### [REQUIRED WORK]
Transcribe all the entries word for word, but omit the images.

━━━━

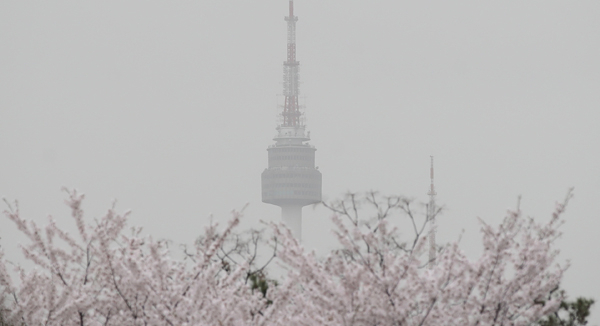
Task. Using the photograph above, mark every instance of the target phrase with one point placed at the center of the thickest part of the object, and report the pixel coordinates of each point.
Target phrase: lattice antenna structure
(431, 211)
(291, 78)
(291, 180)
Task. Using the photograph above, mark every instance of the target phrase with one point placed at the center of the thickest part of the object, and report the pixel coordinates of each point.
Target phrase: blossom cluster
(103, 276)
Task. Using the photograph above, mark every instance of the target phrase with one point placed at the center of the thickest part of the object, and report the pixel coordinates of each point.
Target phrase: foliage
(573, 313)
(106, 277)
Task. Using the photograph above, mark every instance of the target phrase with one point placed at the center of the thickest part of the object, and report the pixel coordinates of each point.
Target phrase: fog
(168, 107)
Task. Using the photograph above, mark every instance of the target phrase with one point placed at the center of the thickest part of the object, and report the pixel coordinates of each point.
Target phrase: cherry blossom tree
(375, 280)
(107, 276)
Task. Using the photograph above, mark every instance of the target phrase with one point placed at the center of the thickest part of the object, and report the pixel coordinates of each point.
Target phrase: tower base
(292, 218)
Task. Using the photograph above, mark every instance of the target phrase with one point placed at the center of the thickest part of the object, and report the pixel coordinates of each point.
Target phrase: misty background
(169, 107)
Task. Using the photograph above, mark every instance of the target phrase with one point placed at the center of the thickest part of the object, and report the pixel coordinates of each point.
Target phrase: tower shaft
(291, 181)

━━━━

### [RIGHT ANSWER]
Task. Using the photograph above, mark every instance of the target phrase with one point placed at the center of the thickest part of the object, and report the pixel coordinates of each point.
Target phrase: lattice antenna structure
(431, 211)
(291, 78)
(291, 180)
Task. Using the photograph above, mark every instance of the target phrase with one point placed at the center of the thickest part of the object, and report the pixel coordinates of each point.
Target phrase: blossom cluster
(103, 276)
Task. Using the photograph above, mark every instance of the target phrase with one point placed at the center of the thickest part of the object, and report the pixel coordinates of each point.
Target phrase: foliage
(573, 313)
(106, 277)
Task. Using the photograph above, mark every instance of the target phrase with one point placed at the center of the thickest part of the object, and report the pixel coordinates of each point.
Target phrase: fog
(168, 107)
Task. Using the photograph above, mark every instance of the target phrase with one point placed at the center of the thickest part of the object, and report the pixel coordinates of each point.
Target phrase: cherry blossom tree
(375, 280)
(107, 276)
Task. Using the photograph above, mark every instance of the target phrase with one point placed at the center of the thickest part of the object, and report the pixel coordinates of each point.
Target phrase: tower base
(292, 218)
Task. Using the photograph above, mark every instance of the target phrase with one point placed at the center of the thickest part of the object, and report the pixel coordinates of each point.
Target phrase: misty background
(169, 107)
Task. Using the photograph above, mark every instance of the target phrase with one point placed at the center of the thickest part of the object, and report the pixel coordinates of each point.
Target phrase: tower shaft
(291, 181)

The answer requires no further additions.